• **WRITTEN EXERCISE**
Every record should be copied exactly, except that pictures are to be omitted.

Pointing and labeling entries
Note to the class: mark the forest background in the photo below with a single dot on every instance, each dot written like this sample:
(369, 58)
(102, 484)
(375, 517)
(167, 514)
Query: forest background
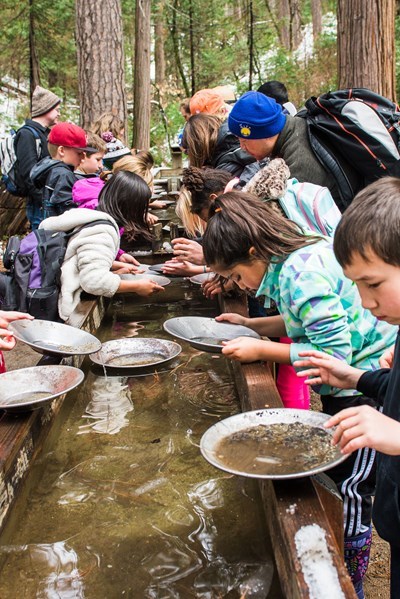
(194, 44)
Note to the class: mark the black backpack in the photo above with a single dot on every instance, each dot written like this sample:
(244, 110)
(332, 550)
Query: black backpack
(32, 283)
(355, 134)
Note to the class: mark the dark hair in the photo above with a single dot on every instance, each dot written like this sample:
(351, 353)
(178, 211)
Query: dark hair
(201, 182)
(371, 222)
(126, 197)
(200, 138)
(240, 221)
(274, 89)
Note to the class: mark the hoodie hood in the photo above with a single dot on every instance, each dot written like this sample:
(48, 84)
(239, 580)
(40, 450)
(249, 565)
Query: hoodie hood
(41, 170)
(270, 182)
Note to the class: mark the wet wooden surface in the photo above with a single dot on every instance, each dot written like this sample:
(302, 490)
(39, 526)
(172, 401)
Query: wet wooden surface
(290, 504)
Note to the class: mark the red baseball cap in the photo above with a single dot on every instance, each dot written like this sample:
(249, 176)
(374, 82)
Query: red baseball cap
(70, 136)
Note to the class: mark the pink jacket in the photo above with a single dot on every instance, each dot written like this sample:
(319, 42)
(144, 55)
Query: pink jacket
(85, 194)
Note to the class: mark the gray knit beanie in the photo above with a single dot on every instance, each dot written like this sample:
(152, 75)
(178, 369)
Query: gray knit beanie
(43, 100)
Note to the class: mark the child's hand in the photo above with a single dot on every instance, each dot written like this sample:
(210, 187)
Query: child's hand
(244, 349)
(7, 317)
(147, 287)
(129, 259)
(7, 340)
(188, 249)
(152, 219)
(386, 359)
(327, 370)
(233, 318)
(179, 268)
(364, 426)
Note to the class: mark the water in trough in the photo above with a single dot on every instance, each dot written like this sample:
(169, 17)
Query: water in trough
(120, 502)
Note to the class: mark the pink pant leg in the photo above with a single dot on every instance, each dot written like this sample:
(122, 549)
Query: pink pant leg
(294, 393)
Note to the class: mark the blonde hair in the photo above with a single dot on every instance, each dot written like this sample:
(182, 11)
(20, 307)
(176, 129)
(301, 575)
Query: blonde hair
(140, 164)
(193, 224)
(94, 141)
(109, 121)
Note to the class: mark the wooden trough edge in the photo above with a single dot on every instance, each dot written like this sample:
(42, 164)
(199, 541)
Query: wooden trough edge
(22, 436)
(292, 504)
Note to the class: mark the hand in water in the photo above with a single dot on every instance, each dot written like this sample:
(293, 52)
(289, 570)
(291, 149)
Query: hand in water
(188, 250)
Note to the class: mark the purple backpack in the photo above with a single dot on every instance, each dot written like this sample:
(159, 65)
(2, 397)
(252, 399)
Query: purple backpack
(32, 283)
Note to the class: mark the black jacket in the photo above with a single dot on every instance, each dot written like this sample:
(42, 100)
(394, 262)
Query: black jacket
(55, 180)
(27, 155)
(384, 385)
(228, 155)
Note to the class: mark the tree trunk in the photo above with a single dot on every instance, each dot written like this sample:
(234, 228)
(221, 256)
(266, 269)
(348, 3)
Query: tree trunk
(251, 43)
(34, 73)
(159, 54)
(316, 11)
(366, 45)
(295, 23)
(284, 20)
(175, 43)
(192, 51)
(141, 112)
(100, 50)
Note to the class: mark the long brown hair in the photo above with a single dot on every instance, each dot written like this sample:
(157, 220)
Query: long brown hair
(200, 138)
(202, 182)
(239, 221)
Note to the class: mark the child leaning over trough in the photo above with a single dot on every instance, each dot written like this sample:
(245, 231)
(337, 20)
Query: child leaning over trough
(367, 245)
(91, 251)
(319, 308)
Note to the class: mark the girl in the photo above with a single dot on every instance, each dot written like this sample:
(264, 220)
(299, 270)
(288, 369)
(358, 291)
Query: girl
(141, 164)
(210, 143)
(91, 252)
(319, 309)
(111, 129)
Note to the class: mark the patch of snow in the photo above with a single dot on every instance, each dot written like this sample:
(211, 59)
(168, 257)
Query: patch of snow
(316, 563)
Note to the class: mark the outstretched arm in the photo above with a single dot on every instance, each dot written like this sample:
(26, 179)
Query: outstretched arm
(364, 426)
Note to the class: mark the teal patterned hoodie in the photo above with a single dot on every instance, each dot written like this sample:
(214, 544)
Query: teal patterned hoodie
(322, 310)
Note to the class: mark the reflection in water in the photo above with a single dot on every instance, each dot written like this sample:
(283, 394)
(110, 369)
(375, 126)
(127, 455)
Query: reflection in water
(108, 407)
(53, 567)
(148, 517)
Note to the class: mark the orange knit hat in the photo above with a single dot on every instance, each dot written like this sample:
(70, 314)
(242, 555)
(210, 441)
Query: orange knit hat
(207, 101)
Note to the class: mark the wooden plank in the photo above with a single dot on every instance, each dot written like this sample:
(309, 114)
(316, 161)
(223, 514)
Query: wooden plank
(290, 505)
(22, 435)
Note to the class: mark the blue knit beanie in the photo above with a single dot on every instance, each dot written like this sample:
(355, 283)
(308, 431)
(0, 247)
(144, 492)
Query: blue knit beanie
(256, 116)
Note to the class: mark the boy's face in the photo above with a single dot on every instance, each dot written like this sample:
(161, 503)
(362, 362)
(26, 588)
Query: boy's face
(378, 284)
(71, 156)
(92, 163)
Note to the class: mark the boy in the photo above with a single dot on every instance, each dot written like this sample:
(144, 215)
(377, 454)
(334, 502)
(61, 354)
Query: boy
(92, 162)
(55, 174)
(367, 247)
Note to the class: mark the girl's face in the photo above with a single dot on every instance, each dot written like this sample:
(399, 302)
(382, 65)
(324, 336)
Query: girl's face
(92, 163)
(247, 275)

• **WRITTEN RESPONSE**
Note to the class: mark the forest background in the photo below with a single dot on every instance, each dot written like this sample:
(369, 58)
(102, 484)
(375, 517)
(167, 514)
Query: forest background
(194, 44)
Note to the class: mark the black backpack in the photo above with a single dot on every instance, each dot written like this sample:
(244, 110)
(332, 550)
Query: black backpack
(32, 283)
(355, 134)
Note to the class: mark the dark hair in the photo above with a single dot on every instance, each dot written like this sample:
(351, 353)
(178, 211)
Query: dark hair
(201, 182)
(371, 222)
(126, 197)
(200, 138)
(240, 221)
(274, 89)
Note to the class: mark the hoodie hood in the photo above with a single dot on every instance, each dot written like this sample:
(48, 84)
(239, 580)
(40, 450)
(249, 565)
Query: hoodie hood
(41, 170)
(270, 182)
Note to the class: mark the wet wooden surface in the photo above with a single dot on every instance, each dot written like this sample:
(302, 490)
(39, 526)
(172, 401)
Query: wet wooden surface
(290, 504)
Note to the class: mark the red baseball cap in the photo above with a single dot on every instance, each dot written like this sample:
(249, 176)
(374, 82)
Query: red baseball cap
(70, 136)
Note to the class: mark the pink jacket in the photo above with a single dot on every instance, each dot written like this sample:
(319, 42)
(144, 55)
Query: pink jacket
(85, 194)
Note to the class: mark the gray knit beanie in the photo above with a single dot on every instance, each dot written like this sample:
(152, 75)
(178, 369)
Query: gray knit beanie
(43, 100)
Note to the class: mark the child's hand in the photo above with a single dot on every instance, each dot written like this sample:
(210, 187)
Query: child's hand
(244, 349)
(7, 317)
(147, 287)
(129, 259)
(7, 340)
(188, 249)
(152, 219)
(386, 359)
(327, 370)
(233, 318)
(179, 268)
(364, 426)
Note to the class: mark the water in trough in the photo above with a single dot on every instance, each dot written like this sample:
(169, 17)
Query: water in trough
(120, 502)
Note to the class: mark the pink pant leg in the photo above with a single dot on every instance, each dot written like this sample:
(122, 549)
Query: pink pant leg
(294, 393)
Note to the class: mark the blonde hair in the photo above with a single dot on every instance, each dot written like this sample:
(182, 11)
(20, 307)
(176, 129)
(301, 575)
Query: blonde hair
(140, 164)
(193, 224)
(94, 141)
(109, 121)
Note to the class: mark the wooden trough edge in the photo above with a single dot on every instance, each dot written like this sample:
(42, 164)
(199, 541)
Query: wooden trough edge
(22, 436)
(292, 504)
Note to the class: mark the hand in water in the photo above with a single dot on every instance, each dot written like this sample:
(293, 52)
(289, 570)
(291, 149)
Query: hand in water
(188, 250)
Note to the class: mark the purple backpack in the photo above with a single dot on every instance, each dot written like this sample:
(159, 65)
(2, 397)
(252, 399)
Query: purple backpack
(32, 283)
Note to the class: mark the black jacket in the photo above with a single dot on every instance, each dot written like this sample:
(42, 100)
(394, 262)
Query: black jacket
(55, 180)
(27, 155)
(384, 385)
(228, 155)
Note to the class: mark the tree trunk in the photo above with a single dot on every instance, each dot written like this sample:
(234, 228)
(221, 256)
(266, 269)
(348, 3)
Query: tree trunk
(251, 43)
(34, 73)
(159, 54)
(316, 11)
(366, 45)
(295, 23)
(284, 20)
(175, 43)
(192, 51)
(141, 112)
(100, 50)
Note to the class: mark the long brown hair in the photo above with a single dot on every instance, each dot written like this sample:
(157, 220)
Query: long brown hair
(200, 138)
(202, 182)
(239, 221)
Note to the class: mark the child leaning over trough in the photo above with a single dot on every instance, each dot written like this sample:
(245, 231)
(337, 20)
Query: child leaning over trough
(367, 245)
(91, 251)
(319, 308)
Note to the class: mark the girl in the photo above with a single dot on every instance, each dot written like this sample:
(264, 220)
(299, 270)
(288, 369)
(358, 291)
Query: girl
(141, 164)
(210, 143)
(91, 252)
(319, 309)
(111, 129)
Note to the class: mark the patch of snow in the photo above with a single dot on every instance, each dot written like this sample:
(211, 59)
(168, 257)
Query: patch of snow
(316, 563)
Note to the class: mark the outstretched arm in the photo above with a single dot on every instance, each dot written like this sample:
(26, 179)
Query: outstretched arm
(364, 426)
Note to the class: mark the teal patterned hoodie in the photo above with a single dot on every instance, each dot written like this sample:
(214, 544)
Query: teal patterned hoodie
(322, 310)
Note to the class: mark the reflection in water in the photo above with a single dot on every instance, each dot written like this sample:
(283, 394)
(110, 369)
(375, 126)
(127, 455)
Query: reflection in water
(108, 407)
(53, 567)
(148, 517)
Note to the class: mark the orange knit hat in the photo above with a single dot on every instance, each dot written like this sample:
(70, 314)
(242, 555)
(210, 441)
Query: orange knit hat
(207, 101)
Note to the class: mark the wooden plank in the photo above with a single dot on every instance, each dot written like this sample:
(309, 114)
(316, 161)
(223, 514)
Query: wooden plank
(290, 505)
(22, 435)
Note to the class: mark the blue knit beanie in the photo above with a single dot on every instance, each dot written like this sample:
(355, 283)
(308, 431)
(0, 247)
(144, 492)
Query: blue knit beanie
(256, 116)
Note to the class: mark the boy's face in the photo above with a single dot on every instance, each dot written like this sample:
(161, 503)
(362, 362)
(26, 588)
Query: boy's face
(378, 284)
(71, 156)
(92, 163)
Note to the class: mark the boy in the photo above with a single dot on every instance, each dot written like this sample:
(144, 215)
(377, 454)
(334, 502)
(61, 354)
Query: boy
(92, 162)
(55, 174)
(367, 247)
Note to the class: mark the girl's face in the photo above with a single dot on every instance, each dot written like this sample:
(399, 302)
(382, 65)
(324, 336)
Query: girl's face
(92, 163)
(247, 275)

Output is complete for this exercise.